--- start DOCUMENT TEXT ---

Mastra Workflow Resumption: How to Handle Server Restarts Without Losing State

Mastra does not persist workflow execution state by default. Here is what breaks, why, and four patterns to fix it.

The Problem

Mastra's workflow system is excellent for building multi-step AI pipelines. The suspend/resume API makes human-in-the-loop workflows straightforward to model. There is one catch that the docs understate: by default, Mastra stores workflow execution state in memory. When your server restarts -- after a deployment, a crash, or a Vercel cold start -- any suspended workflow is gone. No trace, no recovery, no notification to the user waiting for their result.

This is GitHub Issue #5549 and a recurring theme across Mastra's community discussions. This article explains why it happens, what your options are, and the patterns that actually work in production.

Mastra's default storage adapter is in-memory. Any workflow suspended with workflow.suspend() will be permanently lost on server restart. This affects ALL self-hosted Mastra deployments that use suspend/resume, human-in-the-loop steps, or long-running workflows.

Why It Happens

Mastra assumes short-lived execution by default -- a request comes in, a workflow runs to completion, and the result is returned. When you introduce suspend() to pause a workflow and wait for human input, the workflow state has to live somewhere between the pause and the resume. Without a configured storage adapter, it lives in process memory. That memory is gone the moment the process restarts.

--- end DOCUMENT TEXT ---

• SHORT PROBLEM 1:
According to the Mastra workflow article, which events can cause a server restart? List each one.
The Mastra workflow article above and the records that follow are unrelated material.

--- start STORED RECORDS ---

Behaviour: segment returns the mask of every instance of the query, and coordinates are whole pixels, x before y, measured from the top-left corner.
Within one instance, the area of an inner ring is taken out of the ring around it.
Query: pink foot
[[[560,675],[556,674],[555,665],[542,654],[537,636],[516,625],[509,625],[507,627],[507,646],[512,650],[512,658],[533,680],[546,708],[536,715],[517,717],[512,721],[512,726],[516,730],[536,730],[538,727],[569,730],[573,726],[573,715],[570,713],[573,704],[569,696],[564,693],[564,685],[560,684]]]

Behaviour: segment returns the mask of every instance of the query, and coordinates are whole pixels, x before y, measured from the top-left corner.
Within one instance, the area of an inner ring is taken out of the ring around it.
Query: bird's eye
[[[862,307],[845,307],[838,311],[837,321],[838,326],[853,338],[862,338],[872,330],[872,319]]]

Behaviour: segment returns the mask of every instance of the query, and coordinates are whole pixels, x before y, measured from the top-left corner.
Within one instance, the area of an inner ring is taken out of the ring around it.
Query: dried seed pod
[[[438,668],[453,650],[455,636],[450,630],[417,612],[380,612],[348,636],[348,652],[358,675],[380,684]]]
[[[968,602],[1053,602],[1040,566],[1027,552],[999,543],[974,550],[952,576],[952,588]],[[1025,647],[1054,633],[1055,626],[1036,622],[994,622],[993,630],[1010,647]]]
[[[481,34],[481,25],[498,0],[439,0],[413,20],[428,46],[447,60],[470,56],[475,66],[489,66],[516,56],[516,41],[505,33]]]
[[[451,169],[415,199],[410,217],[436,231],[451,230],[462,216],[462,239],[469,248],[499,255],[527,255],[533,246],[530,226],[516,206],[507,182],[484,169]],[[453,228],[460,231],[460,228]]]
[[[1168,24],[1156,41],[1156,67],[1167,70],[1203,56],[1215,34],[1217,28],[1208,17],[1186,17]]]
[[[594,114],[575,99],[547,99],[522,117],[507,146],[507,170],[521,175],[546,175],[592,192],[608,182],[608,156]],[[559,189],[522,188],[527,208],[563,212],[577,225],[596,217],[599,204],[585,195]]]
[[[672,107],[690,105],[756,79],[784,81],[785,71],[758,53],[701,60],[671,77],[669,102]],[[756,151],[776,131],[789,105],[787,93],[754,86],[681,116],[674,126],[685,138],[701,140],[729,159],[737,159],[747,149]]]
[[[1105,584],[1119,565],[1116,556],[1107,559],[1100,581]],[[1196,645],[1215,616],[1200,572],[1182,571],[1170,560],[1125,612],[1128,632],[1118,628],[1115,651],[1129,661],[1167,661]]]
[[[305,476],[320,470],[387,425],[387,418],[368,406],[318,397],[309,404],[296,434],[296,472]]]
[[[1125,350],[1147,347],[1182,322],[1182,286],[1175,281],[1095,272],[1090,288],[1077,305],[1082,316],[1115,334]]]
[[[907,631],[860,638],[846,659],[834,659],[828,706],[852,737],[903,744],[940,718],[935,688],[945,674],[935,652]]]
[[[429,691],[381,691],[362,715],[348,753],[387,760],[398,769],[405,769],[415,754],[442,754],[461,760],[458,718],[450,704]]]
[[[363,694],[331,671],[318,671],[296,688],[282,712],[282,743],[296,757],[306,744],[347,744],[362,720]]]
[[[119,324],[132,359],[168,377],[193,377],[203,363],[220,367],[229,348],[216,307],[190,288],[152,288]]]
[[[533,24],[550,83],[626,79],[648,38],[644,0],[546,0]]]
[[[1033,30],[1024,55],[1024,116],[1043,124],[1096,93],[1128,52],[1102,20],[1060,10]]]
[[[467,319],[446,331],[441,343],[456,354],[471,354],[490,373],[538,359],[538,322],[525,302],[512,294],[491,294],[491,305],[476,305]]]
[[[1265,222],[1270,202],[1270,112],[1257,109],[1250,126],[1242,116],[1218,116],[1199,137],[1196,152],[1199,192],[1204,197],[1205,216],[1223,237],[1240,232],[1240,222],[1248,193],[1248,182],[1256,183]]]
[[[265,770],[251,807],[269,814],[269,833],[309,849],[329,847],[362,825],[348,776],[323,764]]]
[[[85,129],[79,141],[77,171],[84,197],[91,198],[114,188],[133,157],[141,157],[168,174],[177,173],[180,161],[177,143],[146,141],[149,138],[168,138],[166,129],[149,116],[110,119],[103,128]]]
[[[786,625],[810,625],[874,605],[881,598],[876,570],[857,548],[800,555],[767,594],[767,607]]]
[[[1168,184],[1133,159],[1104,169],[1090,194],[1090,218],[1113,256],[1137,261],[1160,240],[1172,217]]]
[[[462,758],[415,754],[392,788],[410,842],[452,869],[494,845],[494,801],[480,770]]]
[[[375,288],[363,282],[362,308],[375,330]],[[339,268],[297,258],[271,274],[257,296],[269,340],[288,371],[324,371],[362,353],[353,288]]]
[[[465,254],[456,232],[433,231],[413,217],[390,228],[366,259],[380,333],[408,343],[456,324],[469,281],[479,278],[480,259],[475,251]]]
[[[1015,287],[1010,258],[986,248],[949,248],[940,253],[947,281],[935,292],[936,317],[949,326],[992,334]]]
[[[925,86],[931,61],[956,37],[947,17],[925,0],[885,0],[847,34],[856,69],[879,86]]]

--- end STORED RECORDS ---

• SHORT PROBLEM 2:
Retype, line for line, the part of the records that opens with their first line and closes with the line containing "Query: pink foot".

• FINAL ANSWER 1:
- a deployment
- a crash
- a Vercel cold start

• FINAL ANSWER 2:
Behaviour: segment returns the mask of every instance of the query, and coordinates are whole pixels, x before y, measured from the top-left corner.
Within one instance, the area of an inner ring is taken out of the ring around it.
Query: pink foot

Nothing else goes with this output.